■ Required task
Return exactly the lines that run from the one containing "Provide a point for each instance of the green" to the end of the entries, with both ends included.

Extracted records

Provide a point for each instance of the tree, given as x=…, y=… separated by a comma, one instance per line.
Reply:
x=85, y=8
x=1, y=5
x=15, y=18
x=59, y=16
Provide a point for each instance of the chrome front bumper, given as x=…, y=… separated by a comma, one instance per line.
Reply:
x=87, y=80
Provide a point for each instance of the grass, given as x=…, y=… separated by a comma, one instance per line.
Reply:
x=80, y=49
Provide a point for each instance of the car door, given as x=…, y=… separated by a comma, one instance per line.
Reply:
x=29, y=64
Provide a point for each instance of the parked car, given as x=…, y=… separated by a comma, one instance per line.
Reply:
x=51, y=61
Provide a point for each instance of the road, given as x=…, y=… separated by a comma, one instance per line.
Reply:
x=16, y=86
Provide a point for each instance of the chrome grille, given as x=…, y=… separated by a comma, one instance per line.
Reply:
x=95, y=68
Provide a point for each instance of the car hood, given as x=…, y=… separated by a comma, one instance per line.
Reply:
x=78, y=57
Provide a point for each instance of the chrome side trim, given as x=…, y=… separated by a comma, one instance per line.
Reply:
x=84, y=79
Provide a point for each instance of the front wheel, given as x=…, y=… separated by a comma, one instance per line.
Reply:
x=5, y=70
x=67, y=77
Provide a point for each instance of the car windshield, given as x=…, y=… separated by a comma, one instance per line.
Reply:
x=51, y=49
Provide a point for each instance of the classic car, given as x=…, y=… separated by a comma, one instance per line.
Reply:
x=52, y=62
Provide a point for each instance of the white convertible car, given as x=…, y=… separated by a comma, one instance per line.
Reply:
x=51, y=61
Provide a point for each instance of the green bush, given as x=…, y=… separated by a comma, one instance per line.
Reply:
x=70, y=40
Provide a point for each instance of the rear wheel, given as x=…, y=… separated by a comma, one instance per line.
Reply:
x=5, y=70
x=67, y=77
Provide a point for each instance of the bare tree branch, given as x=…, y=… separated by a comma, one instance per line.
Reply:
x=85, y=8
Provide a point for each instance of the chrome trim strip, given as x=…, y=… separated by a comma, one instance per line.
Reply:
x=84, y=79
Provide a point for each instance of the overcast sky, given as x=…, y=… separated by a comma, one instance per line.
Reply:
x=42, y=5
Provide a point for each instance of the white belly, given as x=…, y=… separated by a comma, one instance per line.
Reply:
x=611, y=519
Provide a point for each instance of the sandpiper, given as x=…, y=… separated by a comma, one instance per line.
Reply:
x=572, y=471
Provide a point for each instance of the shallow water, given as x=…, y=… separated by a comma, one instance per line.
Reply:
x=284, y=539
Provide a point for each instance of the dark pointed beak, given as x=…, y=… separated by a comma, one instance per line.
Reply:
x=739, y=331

■ Completed task
Provide a point for each instance of the green bush, given as x=…, y=… separated by a comma, one instance per line.
Reply:
x=70, y=40
Provide a point for each instance of the rear wheel, given as x=…, y=… separated by a comma, one instance per line.
Reply:
x=5, y=70
x=67, y=77
Provide a point for each instance of the bare tree branch, given as x=…, y=… separated by a comma, one instance per line.
Reply:
x=85, y=8
Provide a point for each instance of the chrome trim strip, given as x=…, y=… separated by a comma, one instance per line.
Reply:
x=84, y=79
Provide a point for each instance of the overcast sky, given as x=…, y=… separated by a comma, one instance per line.
Reply:
x=42, y=5
Provide a point for each instance of the white belly, given as x=…, y=… separated by a comma, one instance per line.
Reply:
x=611, y=519
Provide a point for each instance of the sandpiper, given as x=…, y=… separated by a comma, one instance per line.
Reply:
x=572, y=471
Provide a point for each instance of the shallow water, given as x=…, y=… separated by a comma, one instance per line.
Reply:
x=284, y=539
Provide a point for each instance of the dark pointed beak, given as x=…, y=… separated by a comma, one instance per line.
Reply:
x=739, y=331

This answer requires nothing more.